The Overwatch League is one of two city-based esports leagues run by Activision Blizzard, one of the largest video game publishers in the world. “Overwatch 2” still doesn’t have a release date. In an earnings call last month, Activision Blizzard reported the sequel’s development is going well but did not provide an estimated timeline for its release.
Teams in the Overwatch League have been lobbying for the league’s fifth season to be played on “Overwatch 2,” hoping the windfall from the sequel will bring in new fans and viewers. Some players and staff say they see “Overwatch 2” as a reset button for the league.
Spector’s announcement on Twitter did not address whether the fifth season would be played on “Overwatch 2.” The league confirmed the plan in a separate email to The Washington Post.
This will be the second year in a row that the Overwatch League will be offline for six months in between seasons. Last year, the league delayed the start of the fourth season because of the coronavirus pandemic.
Reacting to the news on Twitter, Adam Adamou, the chief strategy officer of the company behind the Canada-based league team the Toronto Defiant, wrote: “The rumours of our death have been greatly exaggerated,” ending the sentence with a laughing emoji.
Staff on multiple teams in the league have proposed preseason tournaments or scrimmages on an early version of “Overwatch 2” until the game officially releases to drum up interest and keep the league relevant with audiences. At this time, it’s unclear whether the league will jump straight into the regular season or, instead, compete in preseason tournaments as suggested. A league spokesperson said more details would be shared in the coming months.

**Task directions**
Reproduce the article above on the Overwatch League word for word, from its first sentence to its last.

**Extracted information**
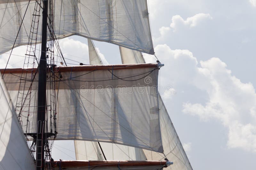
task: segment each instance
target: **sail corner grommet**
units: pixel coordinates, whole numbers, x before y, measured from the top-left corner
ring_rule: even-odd
[[[170,160],[167,160],[166,161],[166,165],[167,166],[170,166],[171,165],[172,165],[173,164],[173,163],[172,162],[171,162]]]
[[[158,60],[157,60],[157,67],[158,67],[159,69],[160,69],[160,68],[164,66],[164,64],[161,63],[161,62],[160,62],[160,61]]]

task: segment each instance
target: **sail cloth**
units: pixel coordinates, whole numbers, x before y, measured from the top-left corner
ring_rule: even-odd
[[[0,76],[2,77],[1,74]],[[0,169],[34,169],[34,160],[2,78],[0,103]]]
[[[141,53],[119,47],[123,64],[145,63]],[[166,158],[173,162],[167,169],[192,169],[188,159],[178,137],[167,110],[159,95],[160,120],[164,153]],[[148,160],[164,160],[163,154],[143,150]]]
[[[119,46],[123,64],[146,63],[141,53],[126,48]]]
[[[5,45],[0,47],[1,53],[12,49],[28,2],[15,1],[0,1],[0,18],[3,19],[0,44]],[[154,53],[147,0],[55,0],[52,3],[53,25],[57,39],[76,35]],[[15,46],[28,44],[27,34],[29,35],[36,3],[30,1]],[[36,10],[40,10],[39,5]],[[41,32],[39,30],[37,43]],[[36,39],[33,39],[35,43]]]
[[[193,168],[183,148],[168,112],[159,97],[160,120],[164,153],[167,159],[173,162],[166,169],[192,170]],[[148,160],[164,160],[163,153],[143,150]]]
[[[20,82],[19,70],[7,69],[4,76],[14,101],[19,83],[10,83]],[[62,78],[55,85],[56,139],[113,142],[162,152],[156,64],[61,67],[58,71]],[[35,113],[29,117],[34,131],[36,101],[30,100]]]
[[[91,40],[88,39],[90,64],[102,65]],[[139,52],[140,53],[140,52]],[[103,160],[104,154],[107,160],[145,160],[147,158],[141,149],[116,144],[100,142],[103,152],[100,151],[98,144],[95,142],[75,140],[76,160]],[[92,158],[90,156],[93,155]]]
[[[99,56],[98,52],[95,48],[92,41],[89,39],[88,39],[88,49],[89,51],[89,60],[91,65],[102,65],[100,58]]]

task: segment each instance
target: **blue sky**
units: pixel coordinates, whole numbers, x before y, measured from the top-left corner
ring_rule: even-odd
[[[159,84],[172,87],[162,96],[192,167],[254,169],[256,0],[149,0],[149,4],[156,54],[165,65]],[[67,57],[88,63],[87,41],[73,36],[60,43]],[[121,63],[118,46],[94,43],[108,63]],[[56,143],[72,150],[68,142]],[[62,149],[56,150],[55,158],[74,156]]]

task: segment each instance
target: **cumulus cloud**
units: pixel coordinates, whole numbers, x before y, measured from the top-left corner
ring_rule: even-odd
[[[171,63],[161,69],[164,70],[161,73],[162,84],[171,79],[175,87],[186,83],[207,96],[200,102],[184,101],[182,111],[203,121],[220,121],[228,130],[228,148],[256,152],[256,94],[253,85],[241,82],[218,58],[198,62],[189,51],[172,50],[166,45],[157,46],[155,51],[161,62]]]
[[[159,29],[161,37],[168,35],[170,32],[176,32],[205,25],[205,23],[212,19],[209,14],[200,13],[190,17],[186,20],[180,15],[173,16],[170,26],[162,26]]]
[[[186,152],[190,151],[191,150],[191,144],[190,142],[184,143],[182,144],[183,148]]]
[[[172,17],[170,27],[173,31],[176,31],[184,27],[191,28],[195,27],[204,21],[212,19],[209,14],[200,13],[184,20],[180,16],[177,15]]]

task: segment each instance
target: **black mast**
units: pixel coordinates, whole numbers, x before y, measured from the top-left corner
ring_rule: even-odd
[[[46,108],[46,74],[47,63],[46,51],[47,42],[47,23],[48,0],[43,1],[43,9],[42,30],[41,56],[38,65],[38,96],[37,98],[37,131],[36,163],[36,170],[44,169],[45,110]]]

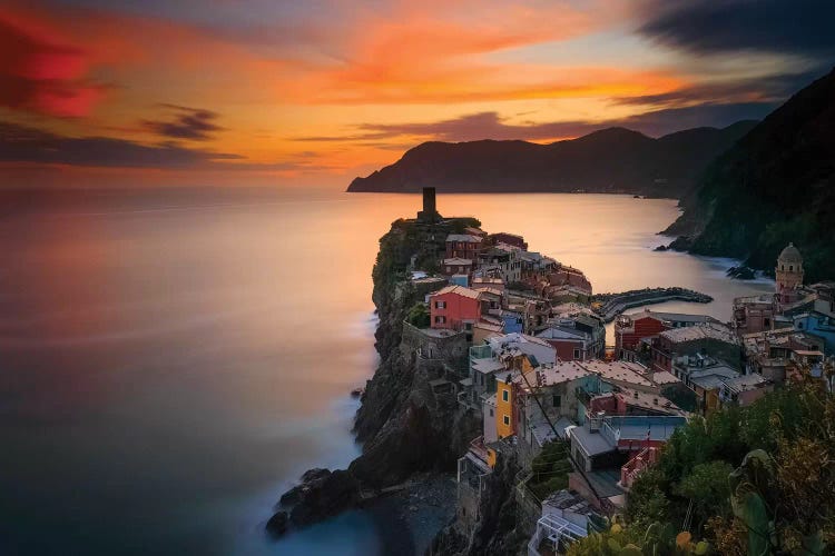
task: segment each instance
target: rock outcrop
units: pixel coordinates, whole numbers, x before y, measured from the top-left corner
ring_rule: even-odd
[[[453,520],[441,530],[428,550],[430,556],[514,555],[531,532],[517,527],[515,477],[519,467],[512,459],[499,458],[485,480],[479,505],[479,519],[471,536],[461,533]]]
[[[403,320],[419,298],[404,279],[405,269],[412,255],[428,245],[420,234],[404,232],[402,226],[395,222],[381,239],[373,272],[381,364],[365,387],[355,420],[363,454],[345,470],[311,469],[299,486],[282,496],[282,506],[292,507],[293,527],[357,505],[361,489],[375,492],[418,473],[454,470],[456,459],[480,433],[480,419],[452,394],[432,391],[430,381],[445,373],[443,365],[419,359],[411,346],[402,346]]]

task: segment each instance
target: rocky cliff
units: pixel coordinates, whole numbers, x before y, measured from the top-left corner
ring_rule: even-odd
[[[674,248],[769,270],[794,242],[808,281],[835,277],[835,70],[717,158],[682,206]]]
[[[363,453],[344,471],[305,474],[311,480],[287,493],[292,496],[281,504],[289,526],[303,527],[354,506],[361,492],[397,485],[422,471],[454,471],[456,459],[480,434],[480,419],[459,406],[453,395],[436,395],[430,387],[430,380],[445,371],[444,361],[422,360],[411,345],[403,344],[403,320],[421,297],[405,279],[406,267],[412,256],[421,259],[434,248],[430,237],[402,220],[380,240],[372,276],[381,364],[356,416]]]
[[[660,138],[609,128],[577,139],[430,141],[391,166],[356,178],[348,191],[418,192],[628,192],[679,198],[705,167],[755,122],[696,128]]]

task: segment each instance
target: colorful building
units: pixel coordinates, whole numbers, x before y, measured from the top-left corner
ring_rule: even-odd
[[[481,318],[481,294],[463,286],[446,286],[432,294],[429,302],[432,328],[469,329]]]
[[[446,259],[475,260],[481,251],[483,239],[468,234],[450,234],[446,236]]]
[[[686,328],[700,322],[719,322],[707,315],[681,312],[657,312],[644,309],[621,315],[615,322],[615,354],[619,359],[635,361],[641,340],[657,336],[671,328]]]
[[[515,234],[508,234],[507,231],[499,231],[497,234],[491,234],[490,239],[493,241],[493,244],[507,244],[513,247],[518,247],[519,249],[523,251],[528,250],[528,242],[524,240],[522,236],[518,236]]]

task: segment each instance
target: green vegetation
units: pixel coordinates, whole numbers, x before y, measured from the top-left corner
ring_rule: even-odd
[[[569,554],[625,554],[606,548],[610,539],[632,554],[705,554],[701,542],[726,555],[832,554],[835,396],[806,377],[748,407],[694,418],[636,479],[623,517]],[[666,548],[655,552],[647,536],[658,527]],[[670,545],[670,532],[698,542]]]
[[[772,271],[792,241],[804,255],[807,281],[835,277],[834,99],[835,70],[709,167],[680,219],[704,224],[694,252],[747,257],[752,267]]]
[[[406,322],[416,328],[429,328],[430,326],[430,314],[429,307],[423,301],[418,301],[409,309],[406,314]]]
[[[464,228],[481,228],[481,220],[469,216],[462,216],[454,218],[452,222],[450,222],[450,234],[463,234]]]
[[[531,478],[528,488],[544,500],[548,495],[568,487],[568,474],[571,473],[571,461],[568,459],[568,445],[562,440],[553,440],[542,447],[542,451],[531,463]]]
[[[572,544],[569,556],[644,556],[644,555],[688,555],[710,554],[710,545],[704,540],[694,542],[689,533],[676,534],[676,528],[655,523],[640,530],[613,523],[606,533],[592,533]]]

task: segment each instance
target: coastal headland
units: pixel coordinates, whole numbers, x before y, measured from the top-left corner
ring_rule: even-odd
[[[454,490],[460,458],[475,449],[488,459],[483,427],[490,417],[481,406],[487,391],[472,389],[473,346],[515,335],[568,359],[576,346],[582,346],[583,360],[603,359],[603,325],[626,308],[674,298],[710,300],[681,288],[595,296],[580,269],[530,251],[520,236],[488,234],[471,217],[441,217],[428,190],[418,217],[394,221],[380,239],[372,279],[381,364],[363,389],[354,425],[363,453],[347,469],[305,473],[276,505],[267,525],[273,534],[348,508],[373,512],[381,498],[420,490],[422,481]],[[524,461],[497,456],[475,523],[491,534],[480,542],[515,543],[499,524],[524,469]],[[420,513],[422,504],[409,498],[406,507]],[[423,547],[426,532],[416,537],[415,546]],[[438,540],[449,542],[449,535]]]

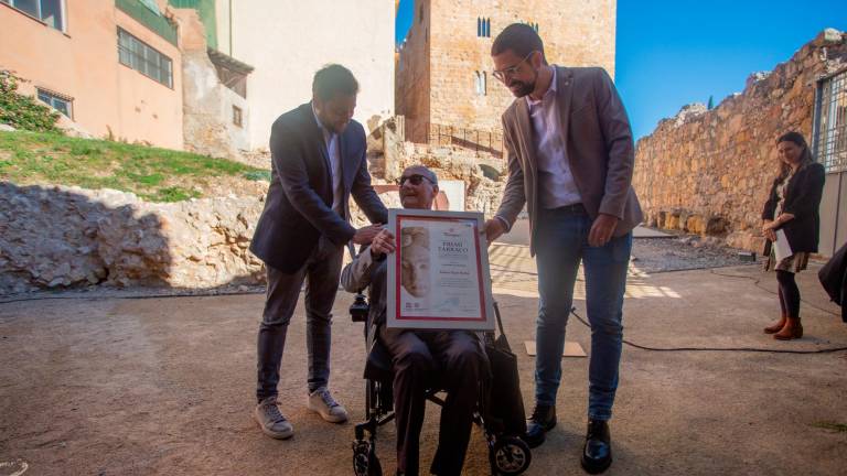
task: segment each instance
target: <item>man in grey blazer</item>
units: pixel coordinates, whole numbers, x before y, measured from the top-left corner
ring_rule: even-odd
[[[517,99],[503,113],[508,180],[489,242],[508,231],[526,205],[530,252],[537,255],[535,410],[530,446],[556,425],[565,327],[580,261],[591,324],[588,432],[582,467],[611,464],[608,421],[618,388],[622,307],[632,229],[642,220],[631,186],[632,131],[609,75],[599,67],[547,64],[528,25],[512,24],[492,45],[494,76]]]
[[[388,212],[371,186],[365,131],[352,120],[358,84],[341,65],[315,73],[312,101],[280,116],[271,128],[271,182],[250,251],[265,261],[268,292],[258,336],[258,405],[261,431],[293,435],[277,407],[288,323],[305,281],[309,396],[307,407],[341,423],[347,412],[329,390],[332,305],[339,289],[344,245],[367,245]],[[349,223],[350,196],[373,226]]]

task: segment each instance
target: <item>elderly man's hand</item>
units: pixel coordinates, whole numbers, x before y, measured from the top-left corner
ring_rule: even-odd
[[[353,242],[356,245],[371,245],[374,237],[383,229],[383,224],[368,225],[356,230]]]
[[[376,234],[374,241],[371,244],[371,253],[374,256],[390,255],[394,252],[394,235],[387,229]]]
[[[506,226],[500,218],[491,218],[485,221],[485,238],[489,240],[489,246],[504,232],[506,232]]]

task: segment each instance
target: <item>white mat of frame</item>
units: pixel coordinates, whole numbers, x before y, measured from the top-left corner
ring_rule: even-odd
[[[526,347],[526,354],[528,356],[535,356],[535,340],[524,340],[524,347]],[[587,357],[586,351],[582,350],[582,346],[579,343],[572,340],[565,340],[565,354],[562,357]]]

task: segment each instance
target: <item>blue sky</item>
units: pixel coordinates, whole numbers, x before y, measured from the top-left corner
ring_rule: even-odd
[[[412,4],[400,0],[398,42]],[[845,0],[618,0],[615,83],[635,138],[686,104],[740,93],[825,28],[847,30]]]

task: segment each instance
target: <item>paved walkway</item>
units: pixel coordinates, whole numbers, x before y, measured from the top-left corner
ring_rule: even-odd
[[[535,271],[525,247],[492,249],[495,299],[518,349],[524,399],[533,367]],[[761,282],[755,281],[762,279]],[[847,346],[813,272],[801,274],[806,336],[778,343],[761,328],[778,313],[773,275],[753,267],[648,275],[631,269],[625,336],[651,347],[821,349]],[[577,296],[580,314],[585,302]],[[361,324],[341,293],[333,327],[332,387],[363,418]],[[349,475],[353,428],[304,409],[305,338],[297,310],[280,399],[291,441],[261,435],[250,418],[261,295],[44,300],[0,304],[0,475]],[[590,351],[588,329],[568,338]],[[528,475],[581,475],[588,359],[566,359],[559,425],[533,454]],[[791,355],[624,348],[612,422],[610,475],[843,475],[847,454],[847,353]],[[424,430],[422,467],[435,451],[438,411]],[[841,430],[833,430],[838,429]],[[385,474],[394,429],[380,433]],[[487,474],[473,434],[468,475]]]

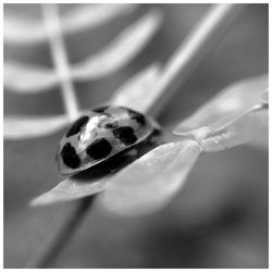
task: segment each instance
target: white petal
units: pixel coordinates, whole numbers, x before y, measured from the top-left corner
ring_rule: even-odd
[[[139,112],[147,112],[152,104],[153,88],[160,75],[157,63],[140,71],[125,82],[112,96],[111,104],[129,107]]]
[[[268,87],[268,76],[257,76],[235,83],[205,103],[191,116],[174,129],[178,135],[194,135],[194,129],[214,123],[227,124],[230,121],[258,104],[261,94]]]
[[[77,4],[62,18],[64,33],[90,29],[135,10],[136,4]]]
[[[116,173],[98,200],[126,217],[159,210],[182,187],[200,152],[194,140],[159,146]]]
[[[95,182],[83,182],[70,177],[58,184],[51,190],[38,196],[30,202],[32,206],[44,206],[70,201],[86,196],[96,195],[106,189],[108,180],[99,178]]]
[[[53,69],[7,62],[3,83],[9,91],[29,94],[50,90],[59,83],[59,78]]]
[[[10,140],[42,137],[60,131],[69,123],[66,115],[45,118],[8,115],[3,121],[3,136]]]
[[[263,147],[268,144],[268,109],[262,106],[252,108],[221,128],[210,127],[200,146],[203,152],[215,152],[250,141]]]
[[[72,66],[75,79],[97,79],[126,65],[148,44],[162,21],[161,14],[150,12],[128,26],[102,51]]]

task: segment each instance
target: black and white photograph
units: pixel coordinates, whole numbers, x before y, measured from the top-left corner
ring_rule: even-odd
[[[268,1],[2,8],[4,269],[269,268]]]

**Answer to this task**
The Overwatch League is one of two city-based esports leagues run by Activision Blizzard, one of the largest video game publishers in the world. “Overwatch 2” still doesn’t have a release date. In an earnings call last month, Activision Blizzard reported the sequel’s development is going well but did not provide an estimated timeline for its release.
Teams in the Overwatch League have been lobbying for the league’s fifth season to be played on “Overwatch 2,” hoping the windfall from the sequel will bring in new fans and viewers. Some players and staff say they see “Overwatch 2” as a reset button for the league.
Spector’s announcement on Twitter did not address whether the fifth season would be played on “Overwatch 2.” The league confirmed the plan in a separate email to The Washington Post.
This will be the second year in a row that the Overwatch League will be offline for six months in between seasons. Last year, the league delayed the start of the fourth season because of the coronavirus pandemic.
Reacting to the news on Twitter, Adam Adamou, the chief strategy officer of the company behind the Canada-based league team the Toronto Defiant, wrote: “The rumours of our death have been greatly exaggerated,” ending the sentence with a laughing emoji.
Staff on multiple teams in the league have proposed preseason tournaments or scrimmages on an early version of “Overwatch 2” until the game officially releases to drum up interest and keep the league relevant with audiences. At this time, it’s unclear whether the league will jump straight into the regular season or, instead, compete in preseason tournaments as suggested. A league spokesperson said more details would be shared in the coming months.